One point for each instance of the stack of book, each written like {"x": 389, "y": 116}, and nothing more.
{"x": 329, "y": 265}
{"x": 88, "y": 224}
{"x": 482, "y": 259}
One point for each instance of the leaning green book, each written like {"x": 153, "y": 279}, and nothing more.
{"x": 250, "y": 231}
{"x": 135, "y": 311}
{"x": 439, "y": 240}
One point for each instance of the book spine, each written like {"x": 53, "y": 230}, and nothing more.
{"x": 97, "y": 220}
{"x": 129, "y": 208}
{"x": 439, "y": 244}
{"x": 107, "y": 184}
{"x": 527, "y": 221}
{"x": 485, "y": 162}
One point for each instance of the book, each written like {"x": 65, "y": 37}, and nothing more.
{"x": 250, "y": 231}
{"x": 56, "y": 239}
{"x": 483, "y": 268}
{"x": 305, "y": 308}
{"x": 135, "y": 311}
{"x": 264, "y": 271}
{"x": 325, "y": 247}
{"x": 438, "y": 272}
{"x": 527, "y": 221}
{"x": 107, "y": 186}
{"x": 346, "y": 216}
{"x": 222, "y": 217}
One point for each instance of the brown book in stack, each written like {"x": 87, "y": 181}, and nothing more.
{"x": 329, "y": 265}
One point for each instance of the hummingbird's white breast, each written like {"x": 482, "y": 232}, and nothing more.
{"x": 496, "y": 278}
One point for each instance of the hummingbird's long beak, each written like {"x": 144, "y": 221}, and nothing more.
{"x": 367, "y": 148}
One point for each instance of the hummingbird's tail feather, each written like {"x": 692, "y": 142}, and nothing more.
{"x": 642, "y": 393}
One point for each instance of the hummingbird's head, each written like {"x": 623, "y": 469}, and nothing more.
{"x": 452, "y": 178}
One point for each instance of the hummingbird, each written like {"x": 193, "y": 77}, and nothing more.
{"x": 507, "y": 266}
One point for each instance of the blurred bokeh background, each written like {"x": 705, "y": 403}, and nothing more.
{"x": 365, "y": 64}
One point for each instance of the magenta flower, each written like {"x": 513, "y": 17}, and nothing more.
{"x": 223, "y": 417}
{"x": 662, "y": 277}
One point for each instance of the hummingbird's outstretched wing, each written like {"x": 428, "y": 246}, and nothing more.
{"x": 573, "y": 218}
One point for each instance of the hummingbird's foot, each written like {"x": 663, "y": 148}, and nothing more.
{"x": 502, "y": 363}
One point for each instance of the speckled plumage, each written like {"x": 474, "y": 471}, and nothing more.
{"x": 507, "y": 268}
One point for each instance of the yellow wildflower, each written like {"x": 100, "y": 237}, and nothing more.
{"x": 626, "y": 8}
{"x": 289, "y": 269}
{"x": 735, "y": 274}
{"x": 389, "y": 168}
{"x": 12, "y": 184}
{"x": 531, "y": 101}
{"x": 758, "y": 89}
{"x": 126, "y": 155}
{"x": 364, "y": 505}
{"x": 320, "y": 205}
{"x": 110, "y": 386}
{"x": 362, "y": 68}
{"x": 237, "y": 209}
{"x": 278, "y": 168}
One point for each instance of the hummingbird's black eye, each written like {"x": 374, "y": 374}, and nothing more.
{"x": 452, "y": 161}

Stated exercise. Copy every item above verbatim, with no changes.

Solved exercise.
One point for each instance of the stack of book, each written like {"x": 389, "y": 116}, and nothing more.
{"x": 329, "y": 265}
{"x": 88, "y": 224}
{"x": 482, "y": 259}
One point for each instance of the leaning green book, each written like {"x": 153, "y": 279}, and nothing more.
{"x": 250, "y": 231}
{"x": 135, "y": 311}
{"x": 439, "y": 240}
One point for each instance of the book spine, each written like {"x": 53, "y": 230}, and nothing more.
{"x": 97, "y": 220}
{"x": 129, "y": 208}
{"x": 439, "y": 244}
{"x": 107, "y": 184}
{"x": 527, "y": 221}
{"x": 485, "y": 162}
One point for each instance of the book, each written like {"x": 65, "y": 37}, and nothing more.
{"x": 250, "y": 231}
{"x": 56, "y": 239}
{"x": 483, "y": 268}
{"x": 305, "y": 308}
{"x": 135, "y": 311}
{"x": 264, "y": 271}
{"x": 325, "y": 247}
{"x": 438, "y": 272}
{"x": 527, "y": 221}
{"x": 107, "y": 186}
{"x": 346, "y": 216}
{"x": 222, "y": 217}
One point for each instance of the brown book in stack, each written like {"x": 87, "y": 181}, and nothing more.
{"x": 329, "y": 265}
One point for each instance of the hummingbird's white breast, each written like {"x": 482, "y": 232}, and nothing more.
{"x": 496, "y": 278}
One point for each instance of the hummingbird's long beak, each written like {"x": 144, "y": 221}, and nothing more.
{"x": 367, "y": 148}
One point for each instance of the hummingbird's tail feather, each written like {"x": 692, "y": 142}, and nothing more.
{"x": 642, "y": 393}
One point for each instance of the hummingbird's head, each written like {"x": 623, "y": 469}, and nothing more.
{"x": 452, "y": 178}
One point for each instance of the hummingbird, each written like {"x": 193, "y": 77}, and nothing more.
{"x": 507, "y": 266}
One point for each instance of the blurred bokeh background, each written like {"x": 705, "y": 403}, and nothing more.
{"x": 365, "y": 64}
One point for each instance of the magenta flower, each written like {"x": 513, "y": 17}, and nothing more.
{"x": 223, "y": 417}
{"x": 662, "y": 277}
One point for each instance of the hummingbird's outstretched wing, each written like {"x": 428, "y": 246}, and nothing more.
{"x": 573, "y": 218}
One point for each instance of the hummingbird's foot, each written like {"x": 663, "y": 148}, and nothing more.
{"x": 502, "y": 363}
One point for each instance of the speckled plumage, each written like {"x": 474, "y": 471}, and nothing more.
{"x": 507, "y": 268}
One point for each instance of the yellow wildflower, each written like {"x": 100, "y": 237}, and nothing more.
{"x": 626, "y": 8}
{"x": 289, "y": 269}
{"x": 735, "y": 274}
{"x": 389, "y": 168}
{"x": 12, "y": 184}
{"x": 531, "y": 101}
{"x": 758, "y": 89}
{"x": 126, "y": 155}
{"x": 364, "y": 505}
{"x": 320, "y": 205}
{"x": 110, "y": 386}
{"x": 362, "y": 68}
{"x": 237, "y": 209}
{"x": 278, "y": 168}
One point for each instance of the hummingbird's black eye, each written like {"x": 374, "y": 374}, and nothing more.
{"x": 452, "y": 161}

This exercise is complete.